■ List of tasks:
A. In the Fiesta Celebración article, where was the event held?
B. Please resume the Fiesta Celebración article after its last sentence.

■ Text provided:
=======

By Emma Kaohi | The Broadside (Contact: firstname.lastname@example.org)
As Mexican music sang out and dancers tapped across the floor, the annual Latino “Fiesta Celebración” held in Central Oregon Community College’s Coats Campus Center celebrated Mexican culture and tradition.
The Latin@ student program coordinates the free event every year, however sponsors included COCC Student Life, the Associated Students of COCC and multiple local businesses.
Guests were able to enjoy Folklórico dancers while enjoying catered food and Mexican desserts like tres leches cake (milk cake), limones cocadas (coconut-stuffed lime) and cake pops decorated with the Mexico flag, made by the Latin@ and Culinary Club members.
“It was fun to hang out and do something with another club. We get to see the high school students sometimes, but to make the desserts with the Culinary Club was cool. I was able to learn how to make new desserts from people that know what they’re doing and everything turned out tasting really good,” said Latin@ club member Zoe Davidman.

=======

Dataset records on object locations
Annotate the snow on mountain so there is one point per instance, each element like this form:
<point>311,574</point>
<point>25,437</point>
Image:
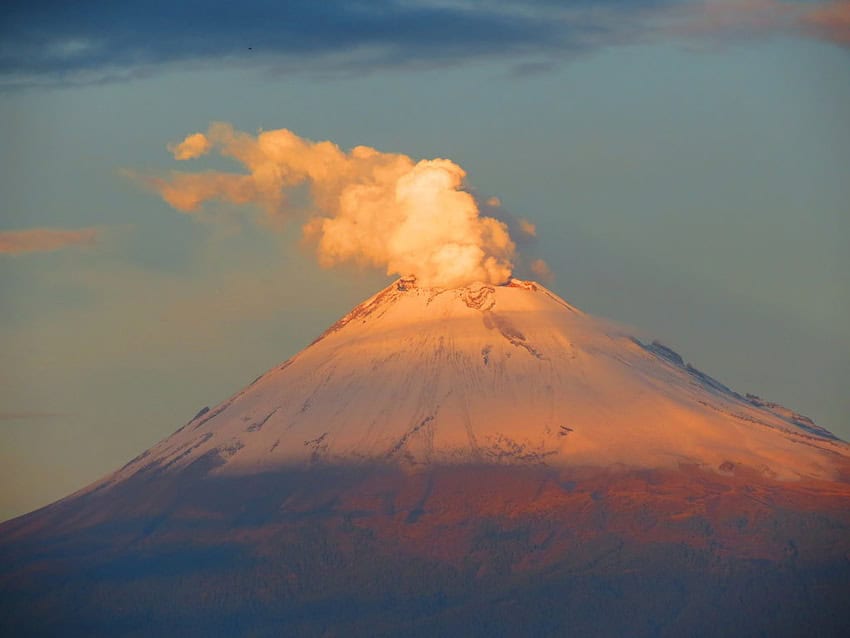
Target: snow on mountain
<point>486,374</point>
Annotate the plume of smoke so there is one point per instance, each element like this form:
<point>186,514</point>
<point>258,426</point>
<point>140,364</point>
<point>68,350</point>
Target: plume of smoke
<point>380,209</point>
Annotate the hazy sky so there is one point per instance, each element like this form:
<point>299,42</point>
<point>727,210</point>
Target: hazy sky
<point>687,166</point>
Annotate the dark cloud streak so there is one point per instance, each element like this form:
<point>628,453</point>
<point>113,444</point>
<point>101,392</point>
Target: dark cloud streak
<point>93,41</point>
<point>59,42</point>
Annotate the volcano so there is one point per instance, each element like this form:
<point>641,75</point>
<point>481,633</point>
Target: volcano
<point>486,460</point>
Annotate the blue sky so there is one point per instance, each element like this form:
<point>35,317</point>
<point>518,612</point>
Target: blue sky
<point>687,167</point>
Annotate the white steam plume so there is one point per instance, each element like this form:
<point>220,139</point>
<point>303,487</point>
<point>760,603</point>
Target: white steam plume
<point>381,209</point>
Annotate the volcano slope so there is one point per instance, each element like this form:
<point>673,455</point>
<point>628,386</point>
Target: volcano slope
<point>477,461</point>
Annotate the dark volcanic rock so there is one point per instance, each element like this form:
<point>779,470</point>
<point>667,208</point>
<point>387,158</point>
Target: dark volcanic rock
<point>474,551</point>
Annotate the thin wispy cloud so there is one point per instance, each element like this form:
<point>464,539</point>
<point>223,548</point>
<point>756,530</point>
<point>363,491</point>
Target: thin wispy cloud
<point>45,42</point>
<point>40,240</point>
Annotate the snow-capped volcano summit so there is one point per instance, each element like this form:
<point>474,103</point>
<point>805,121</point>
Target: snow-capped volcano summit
<point>480,461</point>
<point>490,374</point>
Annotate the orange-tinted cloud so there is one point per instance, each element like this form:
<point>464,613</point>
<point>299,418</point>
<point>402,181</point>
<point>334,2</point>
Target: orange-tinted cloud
<point>747,18</point>
<point>830,21</point>
<point>380,209</point>
<point>34,240</point>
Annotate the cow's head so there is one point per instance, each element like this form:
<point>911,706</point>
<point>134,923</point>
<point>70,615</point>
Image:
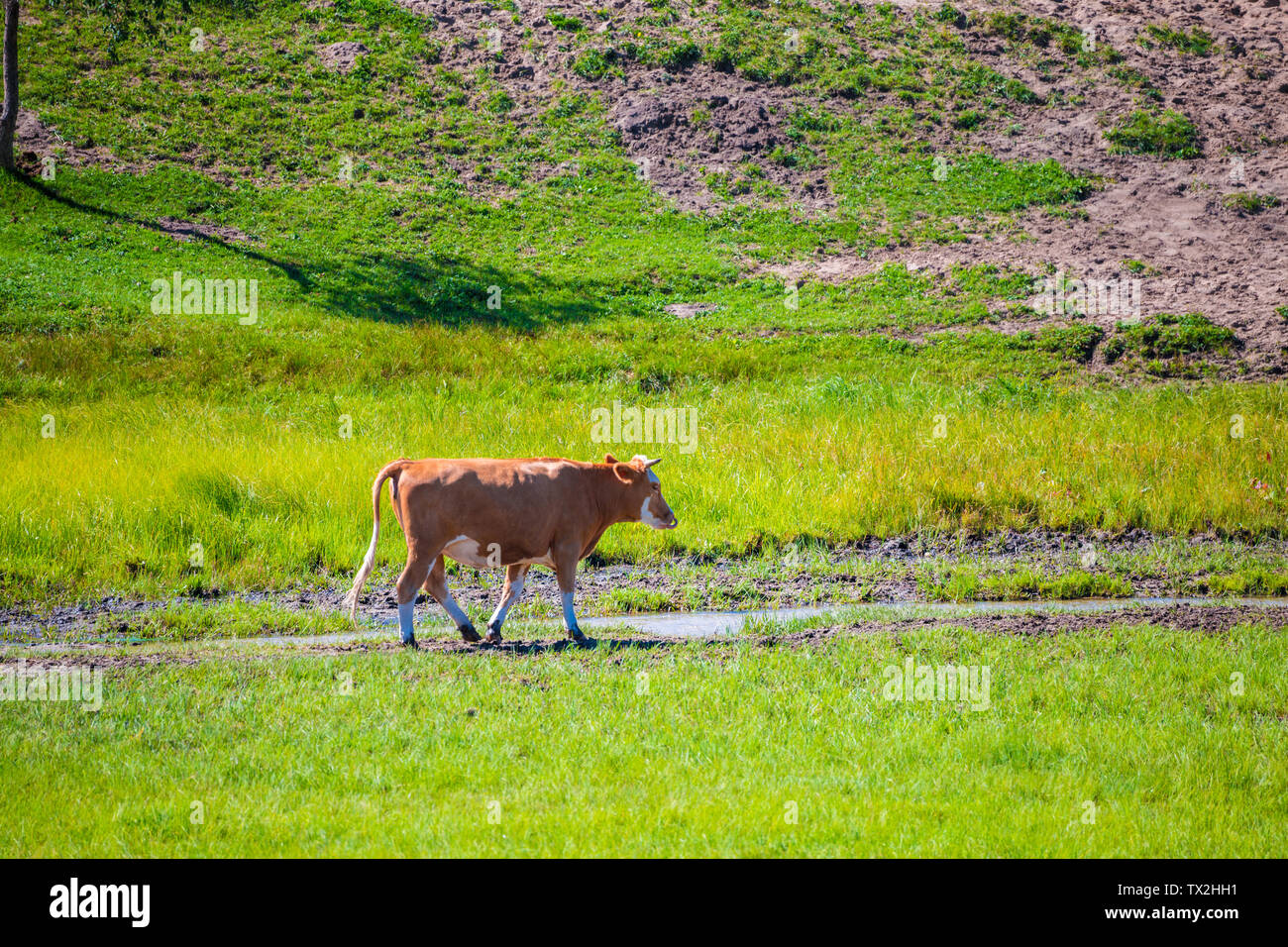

=======

■ Exercise results:
A. In Central Oregon Community College's Coats Campus Center.

B.
Traditional Mexican candies like Bazukazo Tarugos Tamarind, Bandera de Coco and Obela’s were also available to eat, along with Horchata, which is a rice, milk and cinnamon drink popular in Mexico and other Latin countries.
“It’s important for COCC to put on these events because it brings culture and diversity, and that’s really important on any college campus,” said Davidman. “There was a large portion of the public that came in that you don’t see every day on campus that were able to enjoy the music and food and dance.”
This event, although put on by the Latin@ student program, falls under the Office of Multicultural Activities. COCC believes that multicultural activities will enrich the learning experience on campus, committing themselves to provide a work environment that will “respect and educate about cultural differences.”
Dances were put on by companies from around Central Oregon, with the children at Bear Creek Elementary performing Folklórico, a Spanish folk dance performed in long skirts for the women, and cowboy-like attire for the men.
“I’m not used to seeing Spanish culture because of where I’m from, so seeing the dances and stuff for the first time was cool to experience,” said first-year student Kori Rice. “I loved the skirts and masks. The culture is just exciting and really lively.”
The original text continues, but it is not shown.